Set tasks:
(a) In two sentences, summarize the Tower Insurance opinion below.
(b) Repeat word for word the passage of the Tower Insurance opinion below starting at "Alvarado, who was" and ending at "para. . 23)".
(c) Write the next part of the Tower Insurance opinion below, picking up after its final sentence.
--- start of Excerpt provided ---
Opinion
100803/2008.
December 19, 2008.
ORDER and JUDGMENT
Plaintiff, Tower Insurance Company of New York ("Tower") moves pursuant to CPLR 3215(a) for a default judgment against defendant Francisco Duarte ("Duarte") for his failure to appear in this action and pursuant to CPLR 3212 for summary judgment against Dinora L. Ruiz ("Ruiz"), as administratrix of the estate of Osvin Ernesto Salguero ("Salguero"), declaring that Tower is not obligated to defend and indemnify Duarte in an underlying personal injury action captioned Dinora L. Ruiz v. Francisco Duarte and Alexer Alvarado, ("the underlying action") pending in the Queens County Supreme Court.
The Underlying Action
According to the complaint, (Gershweir Aff., Ex. A) on December 24, 2006, Alexer Alvarado ("Alvarado"), an alleged patron of Duarte's delicatessen, assaulted and stabbed Salguero, another patron, on the sidewalk in front of the delicatessen. Salguero died of his injuries on December 26, 2006.
Alvarado, who was found guilty of assault, is now confined at Albion Correctional Facility.
Following Salguero's demise, Diaz, Salguero's widow, commenced a wrongful death action against Alvarado and Duarte. In the only cause of action against Duarte, Diaz alleges "negligence . . . in the ownership, operation and control of [the premises]," including "failing to maintain order within the . . . premises; in serving alcohol to person's intoxicated, or likely to become intoxicated, including . . . Alvarado;" (Gershweir Aff., Ex. A, para. . 23)
--- end of Excerpt provided ---
--- start of Information supplied ---
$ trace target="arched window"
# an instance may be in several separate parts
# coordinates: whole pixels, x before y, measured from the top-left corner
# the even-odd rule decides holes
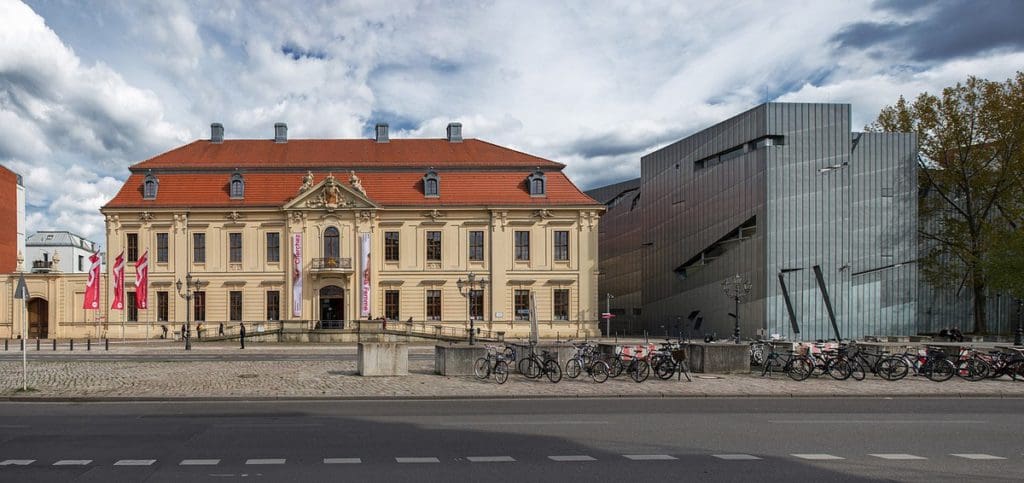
--- end of Information supplied ---
Answers given:
(a) Tower Insurance Company of New York asks for a default judgment against Francisco Duarte and for summary judgment against the administratrix of Osvin Ernesto Salguero's estate, declaring that Tower need not defend or indemnify Duarte in a personal injury action pending in the Queens County Supreme Court. That action arose after Alexer Alvarado stabbed Salguero on the sidewalk in front of Duarte's delicatessen on December 24, 2006, and Salguero died on December 26, 2006, after which his widow brought a wrongful death action against Alvarado and Duarte that charges Duarte with negligence.

(b)
Alvarado, who was found guilty of assault, is now confined at Albion Correctional Facility.
Following Salguero's demise, Diaz, Salguero's widow, commenced a wrongful death action against Alvarado and Duarte. In the only cause of action against Duarte, Diaz alleges "negligence . . . in the ownership, operation and control of [the premises]," including "failing to maintain order within the . . . premises; in serving alcohol to person's intoxicated, or likely to become intoxicated, including . . . Alvarado;" (Gershweir Aff., Ex. A, para. . 23)

(c)
The Insurance Policy and the Declaratory Judgment Action
Tower issued a Commercial Lines Policy to Duarte d/b/a Original Valle effective November 29, 2006 to November 29, 2007. The policy includes a Commercial General Liability Coverage Part that covers the sums that the insured becomes legally obligated to pay as damages because of "bodily injury" caused by an "occurrence" which is defined in pertinent part as an accident.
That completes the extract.